### Written task
Filter the records below and copy every line that contains the string "glove".

(Region annotation entries)
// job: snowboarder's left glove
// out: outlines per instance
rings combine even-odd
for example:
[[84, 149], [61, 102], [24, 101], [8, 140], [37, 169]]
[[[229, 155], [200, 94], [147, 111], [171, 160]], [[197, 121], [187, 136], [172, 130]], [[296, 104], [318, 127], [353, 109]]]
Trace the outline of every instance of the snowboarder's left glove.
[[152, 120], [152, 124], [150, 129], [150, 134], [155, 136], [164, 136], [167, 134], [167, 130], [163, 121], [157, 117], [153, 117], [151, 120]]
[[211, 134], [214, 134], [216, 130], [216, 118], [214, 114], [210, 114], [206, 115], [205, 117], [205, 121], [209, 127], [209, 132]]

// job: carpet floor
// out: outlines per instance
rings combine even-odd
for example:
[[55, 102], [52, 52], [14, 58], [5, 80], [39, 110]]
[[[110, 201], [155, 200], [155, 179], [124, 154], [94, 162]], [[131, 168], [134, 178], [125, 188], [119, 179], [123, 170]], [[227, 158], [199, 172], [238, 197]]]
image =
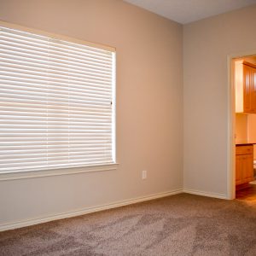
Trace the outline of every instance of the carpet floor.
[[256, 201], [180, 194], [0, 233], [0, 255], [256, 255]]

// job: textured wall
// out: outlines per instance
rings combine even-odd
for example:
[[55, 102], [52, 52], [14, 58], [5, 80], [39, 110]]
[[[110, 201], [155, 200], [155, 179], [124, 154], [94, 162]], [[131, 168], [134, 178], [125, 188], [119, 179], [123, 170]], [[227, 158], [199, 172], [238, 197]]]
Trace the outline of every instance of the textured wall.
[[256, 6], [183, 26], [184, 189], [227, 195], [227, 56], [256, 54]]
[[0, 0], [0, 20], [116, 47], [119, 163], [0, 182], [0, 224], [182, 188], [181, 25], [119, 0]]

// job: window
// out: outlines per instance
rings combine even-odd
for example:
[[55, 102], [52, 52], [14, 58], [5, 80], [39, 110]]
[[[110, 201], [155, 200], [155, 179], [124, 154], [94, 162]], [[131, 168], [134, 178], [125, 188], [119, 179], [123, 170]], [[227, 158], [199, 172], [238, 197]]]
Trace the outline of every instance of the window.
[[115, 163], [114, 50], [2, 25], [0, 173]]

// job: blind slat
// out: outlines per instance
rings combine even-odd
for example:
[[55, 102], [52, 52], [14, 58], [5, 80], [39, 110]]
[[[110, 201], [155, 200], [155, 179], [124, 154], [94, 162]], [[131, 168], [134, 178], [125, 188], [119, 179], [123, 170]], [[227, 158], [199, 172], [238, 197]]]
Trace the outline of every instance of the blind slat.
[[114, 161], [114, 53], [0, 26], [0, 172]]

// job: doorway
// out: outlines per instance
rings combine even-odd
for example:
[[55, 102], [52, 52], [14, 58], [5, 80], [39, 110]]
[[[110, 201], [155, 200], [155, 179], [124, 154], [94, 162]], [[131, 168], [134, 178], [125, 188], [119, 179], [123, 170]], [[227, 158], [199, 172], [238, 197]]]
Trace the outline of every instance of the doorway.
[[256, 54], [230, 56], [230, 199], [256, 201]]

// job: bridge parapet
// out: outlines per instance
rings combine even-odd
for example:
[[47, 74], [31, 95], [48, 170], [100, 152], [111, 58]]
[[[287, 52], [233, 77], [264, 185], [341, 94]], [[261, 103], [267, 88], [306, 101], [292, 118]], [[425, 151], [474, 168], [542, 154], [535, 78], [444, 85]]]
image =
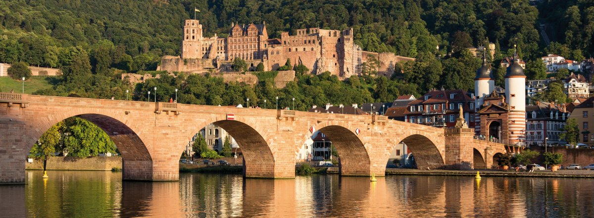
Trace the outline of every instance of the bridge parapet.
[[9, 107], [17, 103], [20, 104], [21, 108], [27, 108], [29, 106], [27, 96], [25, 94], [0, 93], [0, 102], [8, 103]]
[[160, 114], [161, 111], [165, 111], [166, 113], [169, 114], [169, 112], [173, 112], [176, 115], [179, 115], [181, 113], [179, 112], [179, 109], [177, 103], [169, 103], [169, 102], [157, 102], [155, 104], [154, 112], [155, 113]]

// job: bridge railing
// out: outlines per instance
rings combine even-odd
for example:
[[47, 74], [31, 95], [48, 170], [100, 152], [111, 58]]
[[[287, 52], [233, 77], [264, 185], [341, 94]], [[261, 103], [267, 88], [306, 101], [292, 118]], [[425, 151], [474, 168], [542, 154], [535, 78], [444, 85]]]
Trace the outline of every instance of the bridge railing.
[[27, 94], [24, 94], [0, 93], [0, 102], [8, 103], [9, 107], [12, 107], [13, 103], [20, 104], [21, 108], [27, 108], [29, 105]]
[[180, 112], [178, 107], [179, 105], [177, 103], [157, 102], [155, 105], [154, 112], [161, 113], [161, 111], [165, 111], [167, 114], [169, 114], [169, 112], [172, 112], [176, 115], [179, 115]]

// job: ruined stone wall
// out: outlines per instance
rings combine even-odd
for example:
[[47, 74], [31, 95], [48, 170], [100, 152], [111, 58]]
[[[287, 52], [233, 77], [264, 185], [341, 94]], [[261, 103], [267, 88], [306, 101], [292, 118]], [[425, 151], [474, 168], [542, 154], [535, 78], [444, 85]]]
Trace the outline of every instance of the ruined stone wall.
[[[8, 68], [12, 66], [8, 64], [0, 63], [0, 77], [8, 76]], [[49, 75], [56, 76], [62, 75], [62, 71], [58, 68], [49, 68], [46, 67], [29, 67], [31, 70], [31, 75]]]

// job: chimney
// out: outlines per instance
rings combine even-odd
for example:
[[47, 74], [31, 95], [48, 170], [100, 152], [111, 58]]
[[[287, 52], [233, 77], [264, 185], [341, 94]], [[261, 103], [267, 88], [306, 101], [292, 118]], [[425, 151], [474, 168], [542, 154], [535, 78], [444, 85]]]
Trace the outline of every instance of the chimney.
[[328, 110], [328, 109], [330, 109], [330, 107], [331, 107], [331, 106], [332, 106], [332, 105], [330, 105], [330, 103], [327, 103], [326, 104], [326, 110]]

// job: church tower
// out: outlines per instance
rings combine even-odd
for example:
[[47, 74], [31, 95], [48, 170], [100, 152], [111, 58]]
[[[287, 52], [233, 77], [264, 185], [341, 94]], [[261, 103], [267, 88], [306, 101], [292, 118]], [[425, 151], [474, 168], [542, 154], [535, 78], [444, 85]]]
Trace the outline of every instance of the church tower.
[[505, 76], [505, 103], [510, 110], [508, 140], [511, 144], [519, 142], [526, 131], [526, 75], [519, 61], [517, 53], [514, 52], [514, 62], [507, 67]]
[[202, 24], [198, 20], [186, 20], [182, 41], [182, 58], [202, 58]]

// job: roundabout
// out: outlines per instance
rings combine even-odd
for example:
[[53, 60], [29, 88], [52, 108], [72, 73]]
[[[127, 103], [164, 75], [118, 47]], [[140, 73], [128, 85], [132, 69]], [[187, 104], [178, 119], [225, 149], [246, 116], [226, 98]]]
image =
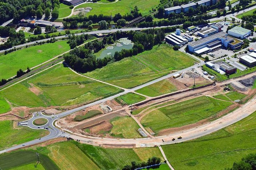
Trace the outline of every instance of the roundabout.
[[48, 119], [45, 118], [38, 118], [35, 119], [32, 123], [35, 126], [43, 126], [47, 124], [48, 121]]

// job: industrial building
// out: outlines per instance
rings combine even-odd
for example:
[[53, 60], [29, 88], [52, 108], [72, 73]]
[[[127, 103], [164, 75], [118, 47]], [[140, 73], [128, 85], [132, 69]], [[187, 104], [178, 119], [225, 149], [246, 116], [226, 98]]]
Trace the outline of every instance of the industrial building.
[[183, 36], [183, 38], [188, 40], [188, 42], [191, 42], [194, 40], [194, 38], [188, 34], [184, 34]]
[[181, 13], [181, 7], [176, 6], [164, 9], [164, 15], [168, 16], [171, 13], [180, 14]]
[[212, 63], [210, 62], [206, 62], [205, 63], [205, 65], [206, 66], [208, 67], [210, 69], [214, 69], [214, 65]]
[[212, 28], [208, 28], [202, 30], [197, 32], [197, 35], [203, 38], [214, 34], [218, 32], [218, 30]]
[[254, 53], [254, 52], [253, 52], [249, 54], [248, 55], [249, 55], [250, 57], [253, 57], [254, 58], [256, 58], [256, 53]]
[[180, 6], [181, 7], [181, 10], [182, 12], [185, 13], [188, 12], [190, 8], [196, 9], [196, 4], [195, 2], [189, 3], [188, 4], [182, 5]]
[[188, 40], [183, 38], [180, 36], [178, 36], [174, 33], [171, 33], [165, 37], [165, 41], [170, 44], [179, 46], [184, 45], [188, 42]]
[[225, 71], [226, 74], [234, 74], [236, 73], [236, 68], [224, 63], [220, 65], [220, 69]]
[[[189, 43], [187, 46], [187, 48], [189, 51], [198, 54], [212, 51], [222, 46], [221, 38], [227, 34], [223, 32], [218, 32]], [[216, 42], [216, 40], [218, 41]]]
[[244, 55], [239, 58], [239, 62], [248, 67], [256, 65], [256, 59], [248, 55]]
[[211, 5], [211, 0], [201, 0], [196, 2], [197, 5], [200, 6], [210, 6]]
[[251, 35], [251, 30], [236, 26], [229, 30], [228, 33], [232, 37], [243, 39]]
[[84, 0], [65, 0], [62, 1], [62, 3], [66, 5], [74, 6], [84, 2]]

---

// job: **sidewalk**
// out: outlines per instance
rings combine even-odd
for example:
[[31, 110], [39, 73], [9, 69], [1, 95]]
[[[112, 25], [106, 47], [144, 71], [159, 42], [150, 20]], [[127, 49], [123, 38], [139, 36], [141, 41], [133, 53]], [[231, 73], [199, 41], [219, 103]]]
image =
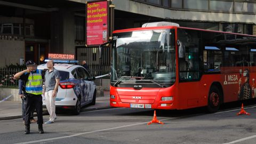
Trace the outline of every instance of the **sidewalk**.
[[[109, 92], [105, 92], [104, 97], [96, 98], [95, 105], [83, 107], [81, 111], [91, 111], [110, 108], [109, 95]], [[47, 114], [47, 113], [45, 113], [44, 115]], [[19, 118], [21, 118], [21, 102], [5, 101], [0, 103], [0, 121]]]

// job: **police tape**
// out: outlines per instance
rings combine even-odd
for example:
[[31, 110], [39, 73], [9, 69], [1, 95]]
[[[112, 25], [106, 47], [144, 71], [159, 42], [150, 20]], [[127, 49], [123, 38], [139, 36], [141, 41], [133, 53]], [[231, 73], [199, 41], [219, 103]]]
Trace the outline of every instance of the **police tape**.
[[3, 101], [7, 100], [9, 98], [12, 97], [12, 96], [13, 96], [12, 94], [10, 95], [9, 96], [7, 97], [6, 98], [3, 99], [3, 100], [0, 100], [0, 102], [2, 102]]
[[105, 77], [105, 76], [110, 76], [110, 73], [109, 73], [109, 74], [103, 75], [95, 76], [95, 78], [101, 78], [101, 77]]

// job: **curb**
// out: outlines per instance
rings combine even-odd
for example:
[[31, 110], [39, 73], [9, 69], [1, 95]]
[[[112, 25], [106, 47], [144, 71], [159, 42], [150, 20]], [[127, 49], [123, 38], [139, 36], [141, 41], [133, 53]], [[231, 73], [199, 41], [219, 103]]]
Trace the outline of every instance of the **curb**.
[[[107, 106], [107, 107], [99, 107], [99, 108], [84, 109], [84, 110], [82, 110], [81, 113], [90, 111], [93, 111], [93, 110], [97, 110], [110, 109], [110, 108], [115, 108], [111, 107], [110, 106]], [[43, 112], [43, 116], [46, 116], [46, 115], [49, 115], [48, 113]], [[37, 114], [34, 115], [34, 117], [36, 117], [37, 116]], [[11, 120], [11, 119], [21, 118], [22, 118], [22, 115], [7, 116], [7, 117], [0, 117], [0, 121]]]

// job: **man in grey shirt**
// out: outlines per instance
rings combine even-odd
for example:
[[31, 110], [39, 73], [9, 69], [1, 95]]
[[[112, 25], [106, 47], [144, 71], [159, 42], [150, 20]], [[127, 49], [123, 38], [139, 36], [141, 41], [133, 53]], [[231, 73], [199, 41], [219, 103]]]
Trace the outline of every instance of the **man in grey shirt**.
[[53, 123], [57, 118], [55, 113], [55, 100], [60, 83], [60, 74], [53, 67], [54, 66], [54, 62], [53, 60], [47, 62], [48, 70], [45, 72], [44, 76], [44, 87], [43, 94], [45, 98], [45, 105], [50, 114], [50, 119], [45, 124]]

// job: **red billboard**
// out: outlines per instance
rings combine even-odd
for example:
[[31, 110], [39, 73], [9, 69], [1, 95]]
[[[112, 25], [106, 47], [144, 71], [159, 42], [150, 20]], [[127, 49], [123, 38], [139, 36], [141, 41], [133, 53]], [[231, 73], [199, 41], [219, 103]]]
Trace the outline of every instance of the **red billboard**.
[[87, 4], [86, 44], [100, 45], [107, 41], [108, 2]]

--

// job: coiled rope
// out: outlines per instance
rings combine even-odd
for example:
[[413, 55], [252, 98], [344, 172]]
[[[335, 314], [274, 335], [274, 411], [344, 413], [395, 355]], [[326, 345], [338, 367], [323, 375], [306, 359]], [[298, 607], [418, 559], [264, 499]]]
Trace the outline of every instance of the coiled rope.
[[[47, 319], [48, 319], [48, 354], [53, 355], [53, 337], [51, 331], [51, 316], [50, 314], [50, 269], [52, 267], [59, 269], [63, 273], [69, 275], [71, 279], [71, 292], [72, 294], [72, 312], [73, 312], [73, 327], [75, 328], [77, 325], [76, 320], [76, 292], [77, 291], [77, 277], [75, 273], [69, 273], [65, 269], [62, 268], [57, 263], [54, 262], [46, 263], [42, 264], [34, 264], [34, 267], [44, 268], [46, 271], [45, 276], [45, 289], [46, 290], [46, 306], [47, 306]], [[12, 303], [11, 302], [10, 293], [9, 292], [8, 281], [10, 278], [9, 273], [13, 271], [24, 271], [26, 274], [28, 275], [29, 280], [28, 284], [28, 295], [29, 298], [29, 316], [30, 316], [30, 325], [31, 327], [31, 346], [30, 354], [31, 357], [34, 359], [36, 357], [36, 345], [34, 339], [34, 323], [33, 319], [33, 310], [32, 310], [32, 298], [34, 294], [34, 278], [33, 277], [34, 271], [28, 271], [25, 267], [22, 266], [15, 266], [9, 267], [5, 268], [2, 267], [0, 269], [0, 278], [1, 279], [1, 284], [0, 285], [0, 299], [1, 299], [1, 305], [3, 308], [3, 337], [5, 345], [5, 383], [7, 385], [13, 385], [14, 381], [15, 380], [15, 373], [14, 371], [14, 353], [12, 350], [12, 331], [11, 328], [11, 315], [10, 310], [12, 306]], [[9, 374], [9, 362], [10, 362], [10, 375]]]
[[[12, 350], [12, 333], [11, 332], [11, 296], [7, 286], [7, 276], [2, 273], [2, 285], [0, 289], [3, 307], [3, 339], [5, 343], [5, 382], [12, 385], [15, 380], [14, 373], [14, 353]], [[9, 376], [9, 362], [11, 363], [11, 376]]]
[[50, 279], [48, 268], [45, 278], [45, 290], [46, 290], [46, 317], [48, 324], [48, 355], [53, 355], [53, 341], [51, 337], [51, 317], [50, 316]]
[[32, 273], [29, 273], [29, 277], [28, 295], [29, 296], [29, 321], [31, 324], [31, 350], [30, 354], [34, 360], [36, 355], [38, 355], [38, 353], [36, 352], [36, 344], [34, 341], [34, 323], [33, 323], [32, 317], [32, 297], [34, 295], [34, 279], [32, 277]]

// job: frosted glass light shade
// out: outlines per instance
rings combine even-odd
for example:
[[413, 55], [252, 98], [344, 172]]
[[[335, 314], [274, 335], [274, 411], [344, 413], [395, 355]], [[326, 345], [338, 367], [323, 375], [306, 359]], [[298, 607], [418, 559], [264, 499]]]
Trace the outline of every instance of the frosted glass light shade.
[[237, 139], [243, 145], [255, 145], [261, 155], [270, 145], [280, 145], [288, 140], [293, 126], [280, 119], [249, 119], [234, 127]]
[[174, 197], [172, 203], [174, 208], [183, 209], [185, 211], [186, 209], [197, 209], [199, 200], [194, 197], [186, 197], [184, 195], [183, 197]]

### The solution
// job: snowboarder's left glove
Trace the outline of every instance of the snowboarder's left glove.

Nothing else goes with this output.